• To-do item: Output the records as a JSON list of strings, from their first line through the line containing "positive clicks: (375, 769) (392, 679)", with one string per line and blank lines omitted.

• Raw data:
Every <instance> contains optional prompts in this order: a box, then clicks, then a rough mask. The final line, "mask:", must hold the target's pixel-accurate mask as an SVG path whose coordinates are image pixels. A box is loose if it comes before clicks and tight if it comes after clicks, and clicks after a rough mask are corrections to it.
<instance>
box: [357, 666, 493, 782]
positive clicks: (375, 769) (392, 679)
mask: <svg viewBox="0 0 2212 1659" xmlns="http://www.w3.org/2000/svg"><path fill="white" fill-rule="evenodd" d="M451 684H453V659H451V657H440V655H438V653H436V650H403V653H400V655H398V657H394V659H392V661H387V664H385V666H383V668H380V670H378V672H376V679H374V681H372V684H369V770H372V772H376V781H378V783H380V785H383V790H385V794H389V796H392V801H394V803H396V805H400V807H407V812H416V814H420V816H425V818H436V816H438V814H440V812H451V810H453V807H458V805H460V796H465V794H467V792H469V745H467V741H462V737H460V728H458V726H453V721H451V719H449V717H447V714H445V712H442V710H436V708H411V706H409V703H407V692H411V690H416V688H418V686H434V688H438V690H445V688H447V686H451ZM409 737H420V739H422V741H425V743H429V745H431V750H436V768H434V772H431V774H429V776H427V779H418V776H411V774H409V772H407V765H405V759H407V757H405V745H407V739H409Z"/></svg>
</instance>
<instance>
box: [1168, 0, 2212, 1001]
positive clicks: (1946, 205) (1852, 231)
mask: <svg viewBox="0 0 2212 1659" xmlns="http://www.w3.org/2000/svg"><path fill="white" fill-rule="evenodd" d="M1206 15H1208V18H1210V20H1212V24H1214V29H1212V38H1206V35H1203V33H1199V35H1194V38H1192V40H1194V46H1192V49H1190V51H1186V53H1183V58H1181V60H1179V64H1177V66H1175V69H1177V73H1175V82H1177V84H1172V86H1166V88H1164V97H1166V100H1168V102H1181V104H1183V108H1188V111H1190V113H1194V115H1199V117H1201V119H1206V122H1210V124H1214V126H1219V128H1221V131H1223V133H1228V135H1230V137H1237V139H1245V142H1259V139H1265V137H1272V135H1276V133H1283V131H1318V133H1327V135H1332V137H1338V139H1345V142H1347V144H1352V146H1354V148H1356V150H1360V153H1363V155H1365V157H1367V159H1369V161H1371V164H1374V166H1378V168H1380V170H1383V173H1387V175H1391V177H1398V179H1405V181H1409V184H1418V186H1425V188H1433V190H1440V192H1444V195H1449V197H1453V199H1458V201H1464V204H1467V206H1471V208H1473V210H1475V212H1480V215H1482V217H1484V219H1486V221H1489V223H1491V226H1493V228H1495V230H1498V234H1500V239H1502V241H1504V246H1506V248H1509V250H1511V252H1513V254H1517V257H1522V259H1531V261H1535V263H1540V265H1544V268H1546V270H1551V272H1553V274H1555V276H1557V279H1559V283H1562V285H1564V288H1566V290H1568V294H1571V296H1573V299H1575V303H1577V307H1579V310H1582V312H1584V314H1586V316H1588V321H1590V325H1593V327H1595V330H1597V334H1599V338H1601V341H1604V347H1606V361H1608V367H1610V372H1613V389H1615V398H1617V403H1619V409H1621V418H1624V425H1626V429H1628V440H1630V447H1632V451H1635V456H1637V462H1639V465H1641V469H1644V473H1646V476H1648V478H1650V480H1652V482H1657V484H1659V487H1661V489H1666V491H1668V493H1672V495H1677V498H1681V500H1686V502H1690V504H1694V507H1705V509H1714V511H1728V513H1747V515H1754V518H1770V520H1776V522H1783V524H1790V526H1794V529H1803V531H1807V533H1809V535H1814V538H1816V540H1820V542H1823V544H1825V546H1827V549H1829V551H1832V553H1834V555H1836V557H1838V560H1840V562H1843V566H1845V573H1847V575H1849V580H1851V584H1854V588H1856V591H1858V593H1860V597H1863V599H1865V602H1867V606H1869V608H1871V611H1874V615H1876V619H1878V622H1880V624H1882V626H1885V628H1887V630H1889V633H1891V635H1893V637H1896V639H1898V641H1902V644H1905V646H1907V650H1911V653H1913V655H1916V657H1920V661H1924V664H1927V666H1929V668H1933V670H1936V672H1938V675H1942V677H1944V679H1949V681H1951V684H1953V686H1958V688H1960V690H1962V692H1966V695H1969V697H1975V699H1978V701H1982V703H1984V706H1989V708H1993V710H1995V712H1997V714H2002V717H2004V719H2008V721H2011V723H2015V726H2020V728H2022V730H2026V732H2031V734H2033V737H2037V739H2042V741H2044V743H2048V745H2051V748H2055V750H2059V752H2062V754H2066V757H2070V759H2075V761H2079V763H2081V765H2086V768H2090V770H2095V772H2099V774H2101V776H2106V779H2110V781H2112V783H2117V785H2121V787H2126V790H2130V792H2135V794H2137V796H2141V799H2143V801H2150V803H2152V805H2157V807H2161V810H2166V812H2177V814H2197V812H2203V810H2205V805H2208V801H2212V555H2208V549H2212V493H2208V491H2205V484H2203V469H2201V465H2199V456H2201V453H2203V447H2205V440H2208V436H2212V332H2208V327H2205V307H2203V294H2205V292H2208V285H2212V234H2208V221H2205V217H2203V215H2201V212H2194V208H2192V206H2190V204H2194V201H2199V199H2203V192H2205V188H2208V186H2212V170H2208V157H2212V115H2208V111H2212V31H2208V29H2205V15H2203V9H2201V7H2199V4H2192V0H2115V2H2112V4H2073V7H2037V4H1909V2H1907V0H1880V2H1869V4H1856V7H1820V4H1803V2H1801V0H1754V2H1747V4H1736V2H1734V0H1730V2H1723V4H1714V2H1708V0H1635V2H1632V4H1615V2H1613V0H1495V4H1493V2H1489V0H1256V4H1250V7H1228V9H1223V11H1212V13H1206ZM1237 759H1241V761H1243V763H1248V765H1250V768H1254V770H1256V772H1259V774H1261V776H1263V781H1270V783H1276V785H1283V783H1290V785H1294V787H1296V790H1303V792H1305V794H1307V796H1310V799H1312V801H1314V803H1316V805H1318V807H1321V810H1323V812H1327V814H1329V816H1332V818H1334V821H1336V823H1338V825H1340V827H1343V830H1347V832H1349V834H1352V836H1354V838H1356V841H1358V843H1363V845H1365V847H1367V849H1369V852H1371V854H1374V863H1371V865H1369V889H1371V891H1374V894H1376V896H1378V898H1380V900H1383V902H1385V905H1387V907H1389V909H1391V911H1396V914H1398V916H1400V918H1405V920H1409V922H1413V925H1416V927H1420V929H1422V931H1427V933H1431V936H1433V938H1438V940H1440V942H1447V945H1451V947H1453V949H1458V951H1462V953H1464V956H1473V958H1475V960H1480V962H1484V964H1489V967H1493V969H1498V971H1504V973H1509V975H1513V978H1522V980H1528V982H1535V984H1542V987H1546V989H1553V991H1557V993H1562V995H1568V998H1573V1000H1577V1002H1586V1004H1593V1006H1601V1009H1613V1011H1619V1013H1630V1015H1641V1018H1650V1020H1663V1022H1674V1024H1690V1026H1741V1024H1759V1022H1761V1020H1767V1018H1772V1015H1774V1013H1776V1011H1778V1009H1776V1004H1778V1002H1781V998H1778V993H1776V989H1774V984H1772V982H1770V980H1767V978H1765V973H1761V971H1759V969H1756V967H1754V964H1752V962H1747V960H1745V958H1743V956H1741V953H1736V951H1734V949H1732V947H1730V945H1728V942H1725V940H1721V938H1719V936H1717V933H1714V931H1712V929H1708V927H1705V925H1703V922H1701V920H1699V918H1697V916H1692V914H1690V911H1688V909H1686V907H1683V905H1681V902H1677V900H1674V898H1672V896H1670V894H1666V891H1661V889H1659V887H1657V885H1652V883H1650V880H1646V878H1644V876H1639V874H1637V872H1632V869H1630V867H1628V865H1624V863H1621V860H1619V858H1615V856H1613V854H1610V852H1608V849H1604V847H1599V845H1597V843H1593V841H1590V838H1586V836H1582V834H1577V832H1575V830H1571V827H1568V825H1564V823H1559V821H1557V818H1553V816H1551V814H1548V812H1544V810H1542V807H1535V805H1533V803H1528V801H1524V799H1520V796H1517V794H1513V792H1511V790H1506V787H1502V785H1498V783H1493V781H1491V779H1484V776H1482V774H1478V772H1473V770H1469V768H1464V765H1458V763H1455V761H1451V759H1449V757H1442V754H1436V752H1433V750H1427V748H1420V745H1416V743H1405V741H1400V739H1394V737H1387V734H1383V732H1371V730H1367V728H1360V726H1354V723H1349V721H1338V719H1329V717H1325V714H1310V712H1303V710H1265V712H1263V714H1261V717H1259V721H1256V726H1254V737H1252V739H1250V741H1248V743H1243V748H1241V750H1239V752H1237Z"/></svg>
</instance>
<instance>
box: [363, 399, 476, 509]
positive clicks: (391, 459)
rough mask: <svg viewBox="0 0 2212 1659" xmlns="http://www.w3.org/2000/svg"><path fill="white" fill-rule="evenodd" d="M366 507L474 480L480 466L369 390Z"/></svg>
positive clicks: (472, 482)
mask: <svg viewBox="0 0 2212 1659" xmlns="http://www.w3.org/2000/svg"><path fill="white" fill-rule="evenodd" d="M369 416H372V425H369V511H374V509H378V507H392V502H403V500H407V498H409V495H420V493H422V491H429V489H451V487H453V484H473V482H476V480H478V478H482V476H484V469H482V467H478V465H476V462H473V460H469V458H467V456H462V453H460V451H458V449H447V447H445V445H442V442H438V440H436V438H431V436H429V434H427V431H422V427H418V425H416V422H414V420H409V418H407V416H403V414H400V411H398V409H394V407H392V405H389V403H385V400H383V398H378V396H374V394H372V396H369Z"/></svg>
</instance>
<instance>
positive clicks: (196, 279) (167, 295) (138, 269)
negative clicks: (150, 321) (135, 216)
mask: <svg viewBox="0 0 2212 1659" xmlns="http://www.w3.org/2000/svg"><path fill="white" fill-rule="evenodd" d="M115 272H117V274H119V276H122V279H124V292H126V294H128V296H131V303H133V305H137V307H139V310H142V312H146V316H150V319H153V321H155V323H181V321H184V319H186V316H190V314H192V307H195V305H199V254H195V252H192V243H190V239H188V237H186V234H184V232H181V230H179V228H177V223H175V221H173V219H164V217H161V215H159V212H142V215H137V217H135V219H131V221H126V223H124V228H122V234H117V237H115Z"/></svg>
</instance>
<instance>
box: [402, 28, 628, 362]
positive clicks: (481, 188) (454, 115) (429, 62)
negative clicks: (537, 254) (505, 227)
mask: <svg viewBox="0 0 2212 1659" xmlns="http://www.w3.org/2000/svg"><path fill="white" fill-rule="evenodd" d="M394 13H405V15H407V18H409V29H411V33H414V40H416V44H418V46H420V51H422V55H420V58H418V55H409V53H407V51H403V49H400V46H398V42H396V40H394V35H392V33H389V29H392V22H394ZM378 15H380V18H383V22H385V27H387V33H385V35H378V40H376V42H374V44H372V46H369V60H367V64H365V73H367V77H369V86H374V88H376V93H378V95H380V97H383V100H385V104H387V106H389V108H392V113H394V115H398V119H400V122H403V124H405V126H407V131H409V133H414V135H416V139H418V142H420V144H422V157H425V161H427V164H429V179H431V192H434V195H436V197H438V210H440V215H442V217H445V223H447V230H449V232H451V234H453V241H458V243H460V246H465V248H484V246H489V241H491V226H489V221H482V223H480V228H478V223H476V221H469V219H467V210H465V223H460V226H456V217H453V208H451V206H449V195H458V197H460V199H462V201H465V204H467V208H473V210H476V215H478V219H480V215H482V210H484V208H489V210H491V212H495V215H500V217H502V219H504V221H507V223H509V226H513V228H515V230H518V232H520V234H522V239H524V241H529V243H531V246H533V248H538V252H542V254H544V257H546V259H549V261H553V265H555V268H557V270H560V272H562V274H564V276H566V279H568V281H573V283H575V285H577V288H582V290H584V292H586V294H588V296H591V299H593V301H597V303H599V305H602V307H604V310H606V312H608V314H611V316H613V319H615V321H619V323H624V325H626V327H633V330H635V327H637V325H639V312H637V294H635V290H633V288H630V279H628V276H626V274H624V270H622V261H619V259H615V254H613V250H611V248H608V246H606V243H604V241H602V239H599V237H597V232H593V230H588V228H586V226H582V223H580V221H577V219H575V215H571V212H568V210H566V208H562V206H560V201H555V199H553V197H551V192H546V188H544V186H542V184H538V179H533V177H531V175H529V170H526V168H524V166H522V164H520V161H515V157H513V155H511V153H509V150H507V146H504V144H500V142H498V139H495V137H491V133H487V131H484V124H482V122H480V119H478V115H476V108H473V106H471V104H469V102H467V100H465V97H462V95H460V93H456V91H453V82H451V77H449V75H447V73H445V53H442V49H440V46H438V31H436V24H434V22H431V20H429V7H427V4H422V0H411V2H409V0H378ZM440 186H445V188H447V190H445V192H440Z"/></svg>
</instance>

• Task output:
[
  "Every <instance> contains optional prompts in this order: a box, then clicks, then a rough mask. The final line, \"mask:\", must hold the target's pixel-accurate mask as an SVG path whose coordinates are image pixels. A box is loose if it comes before clicks and tight if it comes after clicks, and clicks after a rough mask are corrections to it.",
  "<instance>",
  "box: [357, 666, 493, 782]",
  "positive clicks: (375, 769) (392, 679)"
]